Work instructions:
- 1) According to the article on GPS tracking and the Fourth Amendment, which court reversed Antoine Jones's conviction?
- 2) Carry the article on GPS tracking and the Fourth Amendment forward, starting after its last sentence.

Extract:
The question was whether the beeper changed anything. Was it so intrusive that authorities needed to show cause for using it and obtain a warrant from a judge?
The answer was no. The court ruled in United States v. Knotts that, electronics notwithstanding, police were simply keeping track of a person driving a car on public streets. But the court also warned that its decision should not be read to sanction “24-hour surveillance” using “dragnet-type law enforcement practices.”
In that same year, the military declassified for civilian use a technology that would make the beeper look primitive, the Global Positioning System. The GPS device would ultimately give law enforcement agents much greater precision in remotely monitoring a suspect’s movement, sometimes for weeks or months at a time.
Is GPS a step too far? That’s the question in United States v. Jones, a case set for argument on Tuesday, Nov. 8.
Is the GPS device merely a more efficient means of tailing a suspect? Or is it so invasive and sophisticated that there should be limits on its use by law enforcement?
More precisely, the question in United States v. Jones is: Does the warrantless installation and use of a GPS tracking device to monitor movement of a vehicle on public streets constitute an unlawful “search” under the Fourth Amendment?
The case comes from the District of Columbia. In 2004, Antoine Jones, co-owner of a nightclub, became a target in a drug ring investigation. Without a valid warrant, police attached a GPS device to Jones’ car while it was parked in a public lot and used the device to track his movements for a month. No drugs were found in Jones’ possession, nor was there proof he was involved in any drug transactions. Relying heavily on GPS data showing that Jones repeatedly visited a house where agents later found a large stash of drugs, a trial court convicted Jones of conspiring to distribute cocaine. The U.S. Court of Appeals for the D.C. Circuit reversed the conviction, finding that the government’s use of GPS to track Jones’ car without a valid warrant did indeed violate the Fourth Amendment. The government appealed the case to the Supreme Court.
Even among those who acknowledge the usefulness of GPS as a law enforcement tool, there is concern that unsupervised GPS surveillance could lead to abuse of power by government agents to track citizens’ activities without having to prove to a judge that the surveillance is justified.
Groups as diverse as the American Civil Liberties Union, the Center for Democracy and Technology (joined by the inventor of GPS technology Roger L. Easton), the Gun Owners of America and the libertarian CATO Institute have filed amicus briefs in favor of treating GPS surveillance as a search requiring a warrant. They point to the fact that GPS devices allow law enforcement agents to engage in continuous surveillance from remote locations and to gather and store comprehensive, precise information about citizens’ daily activities in a searchable format.
The brief to the court on Jones’ behalf expressed concern that “GPS technology . . . enables seamless monitoring of entire networks of individuals, political associations, even entire communities.” On the other side of the argument are those who point out that GPS is a useful tool for regular citizens and law enforcement alike and that regulating its use would impede criminal investigations. In the absence of evidence of widespread abuse, they say requiring a warrant for GPS surveillance is unnecessary.
Rethinking Warrants in a Wireless Age
Under the legal standard established by the court, the warrant requirement depends on whether Jones had an expectation of privacy that society is prepared to recognize as “reasonable.” A search in a private home, for example, meets that standard. But in a world where information recorded by everyday technology — cellular phones, GPS, Facebook, subway cards — can reveal where you are and what you’re doing, determining when an expectation of privacy is reasonable is more complicated.

Supplied records:
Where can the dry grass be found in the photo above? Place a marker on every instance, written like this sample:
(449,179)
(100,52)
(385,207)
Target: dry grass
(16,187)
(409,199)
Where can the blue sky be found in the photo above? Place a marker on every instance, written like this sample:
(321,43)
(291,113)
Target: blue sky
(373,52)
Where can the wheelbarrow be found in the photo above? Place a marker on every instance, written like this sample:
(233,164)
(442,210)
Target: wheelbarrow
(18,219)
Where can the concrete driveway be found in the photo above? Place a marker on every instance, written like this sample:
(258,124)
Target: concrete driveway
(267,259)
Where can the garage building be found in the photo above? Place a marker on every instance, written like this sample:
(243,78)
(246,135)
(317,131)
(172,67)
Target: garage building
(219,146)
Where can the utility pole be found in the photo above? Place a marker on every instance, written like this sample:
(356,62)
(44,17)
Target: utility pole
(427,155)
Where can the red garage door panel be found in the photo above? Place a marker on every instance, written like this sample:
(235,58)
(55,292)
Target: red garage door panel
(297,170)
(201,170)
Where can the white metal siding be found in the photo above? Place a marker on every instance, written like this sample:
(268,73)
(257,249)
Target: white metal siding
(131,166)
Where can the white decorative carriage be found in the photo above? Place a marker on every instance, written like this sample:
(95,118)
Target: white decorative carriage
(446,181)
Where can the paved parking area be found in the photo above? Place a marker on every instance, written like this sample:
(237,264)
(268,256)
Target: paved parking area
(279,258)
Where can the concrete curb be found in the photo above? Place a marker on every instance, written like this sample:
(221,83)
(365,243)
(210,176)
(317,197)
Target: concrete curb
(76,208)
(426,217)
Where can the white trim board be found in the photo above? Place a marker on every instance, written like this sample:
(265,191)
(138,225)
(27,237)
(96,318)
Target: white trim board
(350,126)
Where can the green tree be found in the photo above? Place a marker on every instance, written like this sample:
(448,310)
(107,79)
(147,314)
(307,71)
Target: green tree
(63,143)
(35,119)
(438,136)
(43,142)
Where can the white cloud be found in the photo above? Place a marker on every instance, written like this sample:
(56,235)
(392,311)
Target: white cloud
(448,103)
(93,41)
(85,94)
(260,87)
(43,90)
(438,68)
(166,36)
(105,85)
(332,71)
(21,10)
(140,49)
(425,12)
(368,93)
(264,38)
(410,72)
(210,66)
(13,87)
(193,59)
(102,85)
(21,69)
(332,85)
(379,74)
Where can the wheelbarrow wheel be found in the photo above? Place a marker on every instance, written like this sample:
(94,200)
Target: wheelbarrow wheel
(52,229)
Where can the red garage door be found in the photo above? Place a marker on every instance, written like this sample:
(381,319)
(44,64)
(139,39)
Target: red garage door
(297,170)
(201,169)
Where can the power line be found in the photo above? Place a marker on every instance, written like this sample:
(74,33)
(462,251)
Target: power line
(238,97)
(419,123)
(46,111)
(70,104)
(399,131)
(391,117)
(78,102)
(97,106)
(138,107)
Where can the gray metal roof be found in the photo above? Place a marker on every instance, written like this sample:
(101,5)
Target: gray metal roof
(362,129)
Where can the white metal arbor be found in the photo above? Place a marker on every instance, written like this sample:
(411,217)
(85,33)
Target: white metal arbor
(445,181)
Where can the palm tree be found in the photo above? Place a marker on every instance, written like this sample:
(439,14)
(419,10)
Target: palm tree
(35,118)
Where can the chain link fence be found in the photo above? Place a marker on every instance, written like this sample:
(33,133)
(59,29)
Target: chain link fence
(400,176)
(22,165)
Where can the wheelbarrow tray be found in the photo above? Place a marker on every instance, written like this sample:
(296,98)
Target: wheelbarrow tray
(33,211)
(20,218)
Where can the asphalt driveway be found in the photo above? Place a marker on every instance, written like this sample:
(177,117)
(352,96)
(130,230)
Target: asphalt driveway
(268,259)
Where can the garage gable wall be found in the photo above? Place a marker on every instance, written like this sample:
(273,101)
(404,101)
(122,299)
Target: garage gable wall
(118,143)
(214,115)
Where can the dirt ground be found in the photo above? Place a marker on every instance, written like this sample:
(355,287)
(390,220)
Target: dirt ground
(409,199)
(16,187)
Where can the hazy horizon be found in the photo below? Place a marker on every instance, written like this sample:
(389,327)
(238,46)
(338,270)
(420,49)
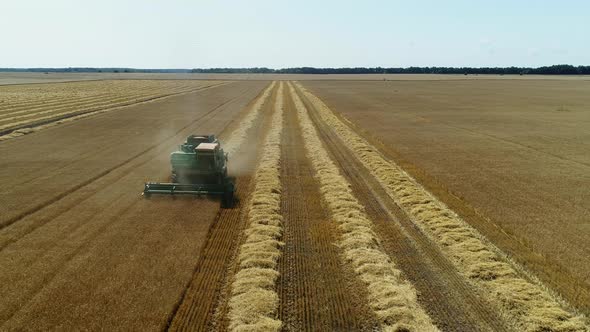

Results of the exercise:
- 1) The U.S. Court of Appeals for the D.C. Circuit

- 2)
Technology calls into question traditional legal distinctions between activities done behind closed doors and things held out for public view. Digital-age devices can monitor a person’s precise movements around the clock, storing data for use in digital pattern analysis, and allowing police to gather far more information than they could with older surveillance technology.
Referencing the “dragnet” warning from the beeper case, the D.C. Circuit distinguished the prolonged surveillance of Jones from those facts and reached its own conclusion, that GPS is more revealing. Jones had no reasonable expectation of privacy in a single trip on a public road, the court said. But using GPS to monitor his movements continuously for weeks was unreasonable because the “whole of one’s movements over the course of a month . . . reveals far more than the individual movements it comprises.”
“Repeated visits to a church, a gym, a bar, or a bookie tell a story not told by any single visit . . . a single trip to a gynecologist’s office tells little about a woman, but that trip followed a few weeks later by a visit to a baby-supply store tells a different story,” Judge Douglas Ginsburg wrote.
The defense brief to the court echoes the appellate court’s concerns about prolonged GPS surveillance enabling the government to compile information about citizens’ daily activities and movements. But it also argues that GPS surveillance is “search” when conducted for any amount of time because of the uniquely intrusive nature of GPS technology. While a person exposes himself to visual observation when on public roads, he does not “knowingly offer GPS data for public viewing,” Jones’ lawyers argue. Enhanced techniques previously considered by the court “didn’t involve the features that make GPS surveillance a search,” they say.
In its brief, the Department of Justice points out that law enforcement used GPS to monitor Jones’ travel only on public streets where there is no reasonable expectation of privacy and therefore no warrant requirement.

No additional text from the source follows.